*SELECTED EXTRACT:*
┄┄┄┄┄┄┄┄┄┄┄┄┄┄┄┄┄┄┄┄

It’s been a long few months since our last issue.
From Viking dinners in Norway, to the dance-floors of Ibiza (would recommend).
We’ve been stalked by sharks in J Bay, then by Jackals in Namibia after hospitalising ourselves in Cape Town. Became delirious in the desert before getting lost in the fog at the Gates of Hell. We’ve taken the concept of what’s really possible, drinking from hats the world over. Jumped Helicopters in Lofoten, speedboats to Formentera and bicycles on the North Shore. Survived Vegas. Broken Cameras. Two dead rental cars. Dodged Covid, caught Covid.
Stories to tell the grandkids. Stories that don’t leave this room.
We’re back from a month en Afrique, which is exactly what we needed. A sense of perspective. Out of the comfortable bubble we’re fortunate enough to call “La Vie Quotidienne” We seen the realities of day to day life in Pellsrus and realised there is so much more we can all do to help. First hand experienced the enormous positive impact real life role models can have in their community against great adversity. No one embodies that more than Joshe Faulkner and we’re happy to help share the love by donating the net proceeds of this issue to Mikey and Zelti February’s charity Juju Surf Club, which brings global awareness and support to existing and emerging African surf programmes. One such charity is Waves for Change – a Cape Town based program championing surf therapy as a means of empowerment for disadvantaged children, residing in the very township on the cover of this issue.
We’ve spent time down under in WA with our collective childhood hero, Mr Taj Burrow in celebration of a new Globe shoe, launching well, now. Tagged along with the Globe team on their adventures to King Island, which was a total score. Caught up with Noa Deane in his new hometown and heard he’s been working on his biggest surf film yet, and that he wants to do a European Premiere tour. This terrifies us. Back in good old England, the country that raised half of our editorial team,we spent our days in the fields and nights in the studio with Jack Whitefield. On the subject of home comforts we checked in with Julie Betrix in Lyon and Annecy and with Parker Coffin in Santa Barbara. Never to stay in one place, we hopped south of the border to Mexico and had the pleasure of bumping into prolific nomad Rémy Taveira on the shores off Sayulita no less. Back to Europe and straight into a van with the RVCA team in the hope of finding some favourable Portuguese wedges away from the crowds. Cold beers and warm seas.
We became most inspired by the story of Mobina and Melika Nazari, having fled from Afghanistan 6 years ago, they went from being total strangers to the land and language to now leading the female skate scene in Berlin under the banner of the Nike Women’s SB team… Beautifully highlighting how skateboarding bridges the gap between race, culture and sexual orientation, allowing all walks of life to flourish through a common passion.
It’s been an incredibly hectic six months in the making of these pages you hold in your hands right now, and how the wheels keep turning on this thing we’re not sure either. So many late nights, the early mornings and the heat of the afternoon. We’re by no means perfect, confirmed with absolute certainty by looking around the room at the individuals that keep this shit show on the road. Interns doze on sofas, others run around in blind panic, shop floor staff charm, orders are packed and shipped and the creative team are nowhere to be seen. We think they are Berlin but we’ve heard rumours of Barcelona. Everything in the name of editorial. But how to have more meaning? How to have cause and effect? We’re driven by trying to do a little better, to make a little difference where we can – to leave this scene in a better place than where we found it.
Oh, and we’re not leaving just yet.
We’ve got plans you see.
As always, if you find yourself in south west France do come into Wasted Talent and say Bonjour, if not hopefully our paths will cross on the road, dear friend, there is always the road.
Be kind, for everyone you meet is fighting a harder battle – Plato.

┄┄┄┄┄┄┄┄┄┄┄┄┄┄┄┄┄┄┄┄

*DATA TO EXAMINE:*
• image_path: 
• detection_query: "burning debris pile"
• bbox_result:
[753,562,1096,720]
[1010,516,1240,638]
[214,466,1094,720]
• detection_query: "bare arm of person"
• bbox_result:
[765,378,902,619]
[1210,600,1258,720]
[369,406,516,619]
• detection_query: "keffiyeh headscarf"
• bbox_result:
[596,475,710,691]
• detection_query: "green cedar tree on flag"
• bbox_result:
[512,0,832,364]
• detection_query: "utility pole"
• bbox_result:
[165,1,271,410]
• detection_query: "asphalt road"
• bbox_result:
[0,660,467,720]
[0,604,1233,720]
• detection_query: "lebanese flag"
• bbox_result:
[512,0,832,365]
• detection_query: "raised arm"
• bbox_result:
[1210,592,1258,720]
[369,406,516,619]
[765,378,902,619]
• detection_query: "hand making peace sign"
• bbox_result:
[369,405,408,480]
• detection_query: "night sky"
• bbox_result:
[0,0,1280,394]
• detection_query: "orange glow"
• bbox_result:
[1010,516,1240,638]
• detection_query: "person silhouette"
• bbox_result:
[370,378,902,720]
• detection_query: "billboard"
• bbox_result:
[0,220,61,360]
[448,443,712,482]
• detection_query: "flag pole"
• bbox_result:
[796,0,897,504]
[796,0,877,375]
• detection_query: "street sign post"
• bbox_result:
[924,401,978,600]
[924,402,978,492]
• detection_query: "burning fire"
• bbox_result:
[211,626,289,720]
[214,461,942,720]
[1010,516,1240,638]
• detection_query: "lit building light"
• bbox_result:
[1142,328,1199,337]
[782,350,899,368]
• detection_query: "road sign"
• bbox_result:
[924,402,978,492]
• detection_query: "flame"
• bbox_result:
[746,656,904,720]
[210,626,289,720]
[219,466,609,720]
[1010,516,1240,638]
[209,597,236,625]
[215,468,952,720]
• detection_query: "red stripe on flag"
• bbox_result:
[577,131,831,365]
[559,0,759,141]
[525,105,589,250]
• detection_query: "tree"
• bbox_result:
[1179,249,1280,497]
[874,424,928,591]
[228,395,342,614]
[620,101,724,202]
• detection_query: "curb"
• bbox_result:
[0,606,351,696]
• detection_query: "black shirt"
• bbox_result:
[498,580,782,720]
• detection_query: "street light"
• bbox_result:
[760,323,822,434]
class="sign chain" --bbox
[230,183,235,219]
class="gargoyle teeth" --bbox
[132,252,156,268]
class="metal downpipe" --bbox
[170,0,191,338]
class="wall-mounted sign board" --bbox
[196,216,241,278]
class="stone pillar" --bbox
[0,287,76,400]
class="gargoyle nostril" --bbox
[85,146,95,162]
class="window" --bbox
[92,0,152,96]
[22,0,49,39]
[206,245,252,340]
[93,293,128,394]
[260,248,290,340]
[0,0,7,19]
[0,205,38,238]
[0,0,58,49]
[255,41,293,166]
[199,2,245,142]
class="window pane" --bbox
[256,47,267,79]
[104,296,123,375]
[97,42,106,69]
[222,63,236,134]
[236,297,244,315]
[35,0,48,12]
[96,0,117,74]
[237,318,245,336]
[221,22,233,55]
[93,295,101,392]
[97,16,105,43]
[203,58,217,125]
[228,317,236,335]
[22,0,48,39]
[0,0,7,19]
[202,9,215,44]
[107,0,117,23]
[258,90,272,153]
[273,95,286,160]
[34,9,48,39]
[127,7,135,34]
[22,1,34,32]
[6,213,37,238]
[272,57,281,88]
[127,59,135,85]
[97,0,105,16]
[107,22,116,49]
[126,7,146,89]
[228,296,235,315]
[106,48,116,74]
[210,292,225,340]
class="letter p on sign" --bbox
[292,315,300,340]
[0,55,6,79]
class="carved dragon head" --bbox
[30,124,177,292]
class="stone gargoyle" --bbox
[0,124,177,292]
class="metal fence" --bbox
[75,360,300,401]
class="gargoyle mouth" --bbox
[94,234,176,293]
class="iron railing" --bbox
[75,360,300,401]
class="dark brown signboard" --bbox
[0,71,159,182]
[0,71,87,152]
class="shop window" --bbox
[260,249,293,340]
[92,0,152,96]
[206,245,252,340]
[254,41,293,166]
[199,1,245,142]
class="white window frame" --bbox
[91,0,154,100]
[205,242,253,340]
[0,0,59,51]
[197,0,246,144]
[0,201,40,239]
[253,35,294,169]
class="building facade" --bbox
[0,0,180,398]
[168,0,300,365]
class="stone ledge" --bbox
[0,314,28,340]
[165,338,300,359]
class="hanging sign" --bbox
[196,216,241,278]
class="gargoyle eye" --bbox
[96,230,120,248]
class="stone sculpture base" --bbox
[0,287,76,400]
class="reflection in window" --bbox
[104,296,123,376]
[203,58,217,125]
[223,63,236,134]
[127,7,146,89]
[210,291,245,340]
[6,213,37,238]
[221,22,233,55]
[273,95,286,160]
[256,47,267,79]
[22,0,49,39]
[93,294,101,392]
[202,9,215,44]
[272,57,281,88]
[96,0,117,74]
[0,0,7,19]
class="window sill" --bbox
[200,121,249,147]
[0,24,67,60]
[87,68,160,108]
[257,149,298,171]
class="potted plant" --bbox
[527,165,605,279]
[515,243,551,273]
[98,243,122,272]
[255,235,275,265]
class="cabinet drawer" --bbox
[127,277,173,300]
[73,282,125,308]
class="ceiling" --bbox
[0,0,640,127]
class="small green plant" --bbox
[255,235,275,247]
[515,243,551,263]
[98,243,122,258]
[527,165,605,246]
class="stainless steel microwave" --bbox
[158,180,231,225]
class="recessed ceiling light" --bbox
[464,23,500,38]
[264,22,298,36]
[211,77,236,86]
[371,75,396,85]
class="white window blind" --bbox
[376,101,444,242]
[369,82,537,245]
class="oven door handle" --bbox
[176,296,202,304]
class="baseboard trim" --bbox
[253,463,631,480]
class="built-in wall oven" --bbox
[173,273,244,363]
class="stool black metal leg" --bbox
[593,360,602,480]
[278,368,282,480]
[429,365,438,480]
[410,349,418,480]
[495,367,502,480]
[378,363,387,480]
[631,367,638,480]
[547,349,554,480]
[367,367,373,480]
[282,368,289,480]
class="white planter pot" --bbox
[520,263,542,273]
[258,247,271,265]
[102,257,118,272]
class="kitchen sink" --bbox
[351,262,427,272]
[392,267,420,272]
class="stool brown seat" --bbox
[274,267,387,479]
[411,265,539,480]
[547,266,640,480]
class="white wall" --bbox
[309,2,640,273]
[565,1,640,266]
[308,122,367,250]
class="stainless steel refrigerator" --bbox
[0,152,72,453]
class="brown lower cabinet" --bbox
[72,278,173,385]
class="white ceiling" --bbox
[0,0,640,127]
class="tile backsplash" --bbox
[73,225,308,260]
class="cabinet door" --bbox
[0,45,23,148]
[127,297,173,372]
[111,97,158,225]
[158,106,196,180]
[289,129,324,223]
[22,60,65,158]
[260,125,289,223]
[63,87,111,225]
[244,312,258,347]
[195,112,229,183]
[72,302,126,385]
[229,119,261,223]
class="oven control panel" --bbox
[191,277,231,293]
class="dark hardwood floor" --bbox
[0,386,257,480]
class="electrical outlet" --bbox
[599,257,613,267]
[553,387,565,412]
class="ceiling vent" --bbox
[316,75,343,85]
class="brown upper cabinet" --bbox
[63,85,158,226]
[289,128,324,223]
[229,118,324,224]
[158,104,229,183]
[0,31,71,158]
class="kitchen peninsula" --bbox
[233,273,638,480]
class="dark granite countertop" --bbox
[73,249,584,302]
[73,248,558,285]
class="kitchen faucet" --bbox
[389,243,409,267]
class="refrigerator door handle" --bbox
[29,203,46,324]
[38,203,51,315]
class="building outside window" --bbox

┄┄┄┄┄┄┄┄┄┄┄┄┄┄┄┄┄┄┄┄

*TASK:*
Answer these questions about the opening letter:
1. Which charity receives the net proceeds of this issue?
2. Where did the team bump into Rémy Taveira?
3. How many years ago did Mobina and Melika Nazari flee Afghanistan?
Rely only on the text, not on the entries.

*RESULT:*
1. Juju Surf Club
2. On the shores off Sayulita, Mexico
3. Six years ago